- [TAREFA ESCRITA 1] Reescreva a listagem, pedidos incluídos, começando na linha que contém "Task: set a point on the sky, one" e terminando no fim da listagem. Reescale as coordenadas x e y das respostas: multiplique cada uma por 1,55 e arredonde ao número inteiro mais próximo, com as metades para cima, mantendo sem alteração os valores dos exemplos de formato nos pedidos.

Ruído e espuma a propósito da “manifestação dos caixões”

A “guerra” que opõe o  SOS  Movimento Educação, e representantes  do ensino particular e cooperativo, ao Governo, por motivo do novo sistema de financiamento às escolas privadas com contratos de associação com o Estado, teve hoje o seu momento trágico-cómico  com o “cortejo” de caixões à porta do ministério da Educação após o tema ter também “entrado” na campanha eleitoral do Presidente reeleito e ter sido objecto de intenso debate parlamentar.

Naturalmente, os média têm dedicado ao assunto grande destaque. Contudo, uma leitura das notícias publicadas, no sentido de se conhecerem alguns dados  básicos indispensáveis à compreensão do assunto, resulta numa enorme frustração. De facto, o que se encontra nessas notícias são declarações das associações sobre os números invocados quer pelo Ministério quer pelas associações de escolas que “assinaram a adenda” ao contrato com o Estado, depoimentos soltos de professores ou de pais de alunos sobre o “programa” das manifestações de protesto que se propõem desencadear, declarações de deputados, a favor ou contra as medidas do Governo, e pouco mais.

Qualquer tentativa para saber algo de mais substancial, como seja, quantas, ao certo, são e quais são (nomes) as escolas privadas e cooperativas que possuem contratos de associação com o Estado, onde se localizam (localidades e não apenas distritos) e se se encontram em zonas carecidas de escolas públicas“, quantos alunos frequentam esses estabelecimentos e em que graus de ensino, quantos estabelecimentos públicos existem na mesma área,  qual o custo real de cada aluno e de cada turma, qual a situação sócio-económica desses alunos, para além de outras informações que permitam verificar a adequação da situação actual à legislação que regula o funcionamento destes estabelecimentos e assim se poderem analisar  as razões que assistem a cada uma das partes, resulta vã.O jornal Público, apresenta hoje a infografia seguinte com a identificação dos distritos em que se encontram as “93 escolas” de ensino particular e cooperativo,

porém, sem as nomear. Aparentemente, trata-se de distritos em alguns dos quais o ensino público se encontra largamente implementado. (Esta é apenas uma dedução que a notícia não ajuda a esclarecer, apesar de se tratar da mais completa que encontrei na imprensa de hoje).

Registos de pontos etiquetados
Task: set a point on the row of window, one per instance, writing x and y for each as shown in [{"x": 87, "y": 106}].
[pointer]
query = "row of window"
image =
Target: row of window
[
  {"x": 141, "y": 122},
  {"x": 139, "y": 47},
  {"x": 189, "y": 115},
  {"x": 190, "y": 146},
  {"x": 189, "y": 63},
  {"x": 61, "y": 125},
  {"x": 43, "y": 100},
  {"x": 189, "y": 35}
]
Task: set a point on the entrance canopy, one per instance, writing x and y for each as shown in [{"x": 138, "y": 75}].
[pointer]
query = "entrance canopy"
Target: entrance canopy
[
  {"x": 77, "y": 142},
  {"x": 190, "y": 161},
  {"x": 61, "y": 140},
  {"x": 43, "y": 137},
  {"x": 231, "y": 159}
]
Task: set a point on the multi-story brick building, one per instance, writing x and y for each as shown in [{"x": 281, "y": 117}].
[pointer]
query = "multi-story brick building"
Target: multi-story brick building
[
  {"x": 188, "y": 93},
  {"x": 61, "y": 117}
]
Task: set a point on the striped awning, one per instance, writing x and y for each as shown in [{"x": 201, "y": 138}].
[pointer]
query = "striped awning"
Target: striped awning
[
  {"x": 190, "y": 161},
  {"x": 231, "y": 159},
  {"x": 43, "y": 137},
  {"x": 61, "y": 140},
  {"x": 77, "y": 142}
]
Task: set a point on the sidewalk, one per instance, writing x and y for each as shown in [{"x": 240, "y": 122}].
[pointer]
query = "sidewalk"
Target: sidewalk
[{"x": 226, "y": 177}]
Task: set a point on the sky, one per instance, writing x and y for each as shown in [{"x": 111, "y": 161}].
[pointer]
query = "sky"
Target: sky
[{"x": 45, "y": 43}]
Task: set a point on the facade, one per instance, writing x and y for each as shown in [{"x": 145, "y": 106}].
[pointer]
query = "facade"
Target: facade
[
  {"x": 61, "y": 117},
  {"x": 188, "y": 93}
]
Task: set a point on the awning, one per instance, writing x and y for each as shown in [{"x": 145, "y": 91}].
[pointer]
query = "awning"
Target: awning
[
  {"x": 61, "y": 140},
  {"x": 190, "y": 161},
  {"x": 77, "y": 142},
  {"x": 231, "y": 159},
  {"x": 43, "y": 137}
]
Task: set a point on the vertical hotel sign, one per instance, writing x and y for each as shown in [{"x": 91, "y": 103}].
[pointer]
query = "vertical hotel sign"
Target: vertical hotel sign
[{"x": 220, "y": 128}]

- [TAREFA ESCRITA 2] Prossiga o texto sobre a manifestação dos caixões e o financiamento das escolas privadas com contratos de associação, começando logo a seguir à última frase apresentada.

- [RESPOSTA ESCRITA 1]
Task: set a point on the sky, one per instance, writing x and y for each as shown in [{"x": 111, "y": 161}].
[pointer]
query = "sky"
Target: sky
[{"x": 70, "y": 67}]
Task: set a point on the facade, one per instance, writing x and y for each as shown in [{"x": 145, "y": 106}].
[pointer]
query = "facade"
Target: facade
[
  {"x": 95, "y": 181},
  {"x": 291, "y": 144}
]
Task: set a point on the awning, one per instance, writing x and y for each as shown in [{"x": 145, "y": 91}].
[pointer]
query = "awning"
Target: awning
[
  {"x": 95, "y": 217},
  {"x": 295, "y": 250},
  {"x": 119, "y": 220},
  {"x": 358, "y": 246},
  {"x": 67, "y": 212}
]
Task: set a point on the vertical hotel sign, one per instance, writing x and y for each as shown in [{"x": 91, "y": 103}].
[pointer]
query = "vertical hotel sign"
Target: vertical hotel sign
[{"x": 341, "y": 198}]

- [RESPOSTA ESCRITA 2]
A mesma ausência de informação clara e detalhada se encontra nos sítios electrónicos das associações, que se limitam a inserir vídeos de peças televisivas sobre debates parlamentares e declarações de caracter político, em muitos casos inaudíveis, para além das posições dessas associações.

Por seu turno, no sítio electrónico do Ministério da Educação a informação sobre as escolas de ensino particular e cooperativo é escassa, não se encontrando ali a informação acima referida.

Face a tão notória ausência de informação substancial sobre a situação real deste sector de ensino só pode concluir-se que o que tem vindo a público é apenas “ruído” e “espuma”.

Não será pois de estranhar que tendo em atenção os sacrifícios impostos à generalidade do sector público, o cidadão comum  seja levado a considerar difilmente aceitável  que as escolas privadas e cooperativas exijam ao Estado, isto é, aos cidadãos que pagam impostos, uma contribuição financeira superior àquela que é concedida aos estabelecimentos do sector público. O que parece “normal” é que quem pretende ter os filhos no ensino particular assuma esse custo.

ADENDA (26 de Janeiro)

Finalmente começa a haver informação organizada sobre as  escolas privadas com contratos de associação com o Estado. No distrito de Lisboa, dois dos mais caros colégios de Lisboa, com enormes listas de espera, encontram-se entre os contemplados. Mas falta ainda muita informação.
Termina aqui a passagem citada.